== GIVEN EXERCISE ==
Leave out every picture, then transcribe the rest of the listing exactly.

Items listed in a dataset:

_ _ _ _

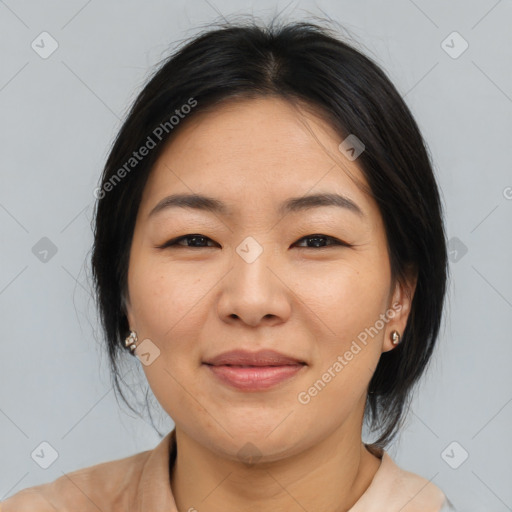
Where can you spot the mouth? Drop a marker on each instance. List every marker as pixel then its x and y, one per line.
pixel 259 371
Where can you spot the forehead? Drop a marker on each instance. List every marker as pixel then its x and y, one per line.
pixel 252 152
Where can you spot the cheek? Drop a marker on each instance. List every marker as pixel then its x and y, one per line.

_ _ _ _

== TASK RESULT ==
Where can you spot the mouth? Drop a marker on each instance. List every marker as pixel then its x and y, one per line.
pixel 259 371
Where can you spot the forehead? Drop a marker on each instance. List every marker as pixel then its x and y, one per line.
pixel 252 152
Where can you spot the cheek? Drop a marker on each instance. List every marker as pixel then its x and y, one per line.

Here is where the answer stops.